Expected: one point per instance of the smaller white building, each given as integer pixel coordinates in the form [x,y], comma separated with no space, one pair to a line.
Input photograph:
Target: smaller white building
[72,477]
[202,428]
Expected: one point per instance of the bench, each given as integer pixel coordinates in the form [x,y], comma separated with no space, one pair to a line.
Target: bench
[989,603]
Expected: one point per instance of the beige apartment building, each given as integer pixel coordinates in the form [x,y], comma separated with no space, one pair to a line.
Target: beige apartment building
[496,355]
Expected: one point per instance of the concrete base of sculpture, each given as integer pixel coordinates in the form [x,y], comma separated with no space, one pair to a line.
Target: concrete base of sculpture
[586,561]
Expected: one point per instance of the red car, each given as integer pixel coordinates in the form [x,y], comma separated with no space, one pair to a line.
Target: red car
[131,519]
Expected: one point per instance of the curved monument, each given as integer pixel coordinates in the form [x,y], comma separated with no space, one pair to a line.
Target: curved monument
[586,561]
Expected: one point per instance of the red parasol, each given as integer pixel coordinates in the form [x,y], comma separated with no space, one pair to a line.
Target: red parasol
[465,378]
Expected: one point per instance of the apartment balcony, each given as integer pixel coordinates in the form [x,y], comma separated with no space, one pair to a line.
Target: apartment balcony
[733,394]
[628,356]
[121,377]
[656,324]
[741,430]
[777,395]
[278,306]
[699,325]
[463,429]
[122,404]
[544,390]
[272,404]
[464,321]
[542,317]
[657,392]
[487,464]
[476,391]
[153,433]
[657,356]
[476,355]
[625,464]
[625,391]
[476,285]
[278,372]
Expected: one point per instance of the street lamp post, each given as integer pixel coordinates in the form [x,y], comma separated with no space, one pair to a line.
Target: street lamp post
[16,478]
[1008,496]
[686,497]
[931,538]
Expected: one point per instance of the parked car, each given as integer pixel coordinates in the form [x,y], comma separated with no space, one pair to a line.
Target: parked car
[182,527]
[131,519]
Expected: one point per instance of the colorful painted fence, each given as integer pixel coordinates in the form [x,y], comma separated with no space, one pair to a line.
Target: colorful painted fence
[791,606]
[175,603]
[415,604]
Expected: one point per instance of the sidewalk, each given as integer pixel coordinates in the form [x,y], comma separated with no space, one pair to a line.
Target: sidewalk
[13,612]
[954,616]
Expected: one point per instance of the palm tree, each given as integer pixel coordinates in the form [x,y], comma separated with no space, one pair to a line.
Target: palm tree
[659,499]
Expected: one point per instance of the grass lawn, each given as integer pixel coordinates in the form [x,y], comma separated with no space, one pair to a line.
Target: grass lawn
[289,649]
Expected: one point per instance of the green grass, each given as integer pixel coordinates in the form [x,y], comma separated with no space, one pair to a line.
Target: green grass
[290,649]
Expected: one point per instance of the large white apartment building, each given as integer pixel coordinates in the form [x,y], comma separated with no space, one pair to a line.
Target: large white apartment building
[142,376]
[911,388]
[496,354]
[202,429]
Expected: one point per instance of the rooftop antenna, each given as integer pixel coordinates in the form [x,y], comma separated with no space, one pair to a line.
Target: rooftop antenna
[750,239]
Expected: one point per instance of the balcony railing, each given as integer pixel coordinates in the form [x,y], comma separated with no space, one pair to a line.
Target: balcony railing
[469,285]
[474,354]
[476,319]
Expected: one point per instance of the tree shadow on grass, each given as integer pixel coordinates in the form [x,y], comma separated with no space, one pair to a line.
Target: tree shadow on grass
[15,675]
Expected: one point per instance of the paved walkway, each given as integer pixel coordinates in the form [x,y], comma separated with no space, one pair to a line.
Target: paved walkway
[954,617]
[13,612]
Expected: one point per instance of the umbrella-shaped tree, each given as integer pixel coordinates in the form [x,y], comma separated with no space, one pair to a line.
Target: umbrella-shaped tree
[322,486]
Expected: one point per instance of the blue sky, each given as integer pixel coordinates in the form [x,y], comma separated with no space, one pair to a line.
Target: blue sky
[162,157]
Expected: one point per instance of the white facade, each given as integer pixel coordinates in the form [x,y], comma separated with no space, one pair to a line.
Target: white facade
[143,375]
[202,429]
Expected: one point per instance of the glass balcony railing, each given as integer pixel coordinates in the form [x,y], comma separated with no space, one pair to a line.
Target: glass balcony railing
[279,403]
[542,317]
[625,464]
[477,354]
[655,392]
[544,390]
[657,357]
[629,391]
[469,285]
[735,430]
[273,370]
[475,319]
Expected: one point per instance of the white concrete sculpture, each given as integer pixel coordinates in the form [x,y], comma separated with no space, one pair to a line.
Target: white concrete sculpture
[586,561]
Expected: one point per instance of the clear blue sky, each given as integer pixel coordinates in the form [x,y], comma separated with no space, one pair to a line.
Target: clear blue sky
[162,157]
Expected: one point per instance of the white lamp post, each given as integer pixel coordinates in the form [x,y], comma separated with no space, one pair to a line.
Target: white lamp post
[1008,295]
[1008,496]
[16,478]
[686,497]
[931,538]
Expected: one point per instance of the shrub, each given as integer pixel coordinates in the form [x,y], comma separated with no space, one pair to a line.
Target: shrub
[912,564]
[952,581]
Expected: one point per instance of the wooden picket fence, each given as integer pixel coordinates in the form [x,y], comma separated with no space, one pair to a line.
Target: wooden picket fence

TASK ITEM: Please count the lines above that contain the string "picket" and reply with the number alone.

WORKED SOLUTION: 2